--- START Extracted information ---

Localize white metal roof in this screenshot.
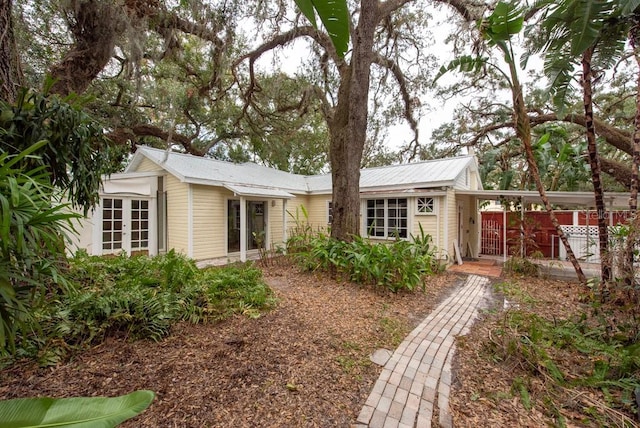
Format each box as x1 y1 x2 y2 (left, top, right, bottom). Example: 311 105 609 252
125 146 479 197
126 146 307 193
456 190 630 208
223 184 295 199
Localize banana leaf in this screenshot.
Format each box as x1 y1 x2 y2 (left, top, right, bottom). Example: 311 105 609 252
0 390 155 428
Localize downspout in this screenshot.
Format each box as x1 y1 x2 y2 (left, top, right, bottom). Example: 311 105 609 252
187 184 193 258
240 196 247 262
502 204 507 263
444 190 453 261
282 198 287 252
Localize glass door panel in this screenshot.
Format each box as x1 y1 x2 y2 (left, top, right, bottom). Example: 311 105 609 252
102 198 123 253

--- END Extracted information ---

Change every "screenshot" in the records to "image" and leave everything else as it is. Write the records out again with the pictures left out.

### The answer
Localize white metal roof in this image.
Format each box as x1 y1 x2 y2 (left, top, right, bottom). Example: 311 105 609 252
125 146 479 197
126 146 307 193
456 190 630 208
223 184 295 199
Localize banana leaf in this image.
Format each box as x1 y1 x2 y2 (left, top, right, bottom). Example: 311 105 609 252
0 390 155 428
Localize downspout in this image.
Format each box as x1 y1 x2 y2 (left, top, right, bottom). Example: 311 105 609 252
187 184 193 258
240 196 247 262
502 204 507 263
444 190 453 261
282 198 287 252
Localize glass door panel in this image.
Format each box as x1 y1 x2 y2 (left, top, right, bottom). Example: 311 105 609 252
102 198 123 253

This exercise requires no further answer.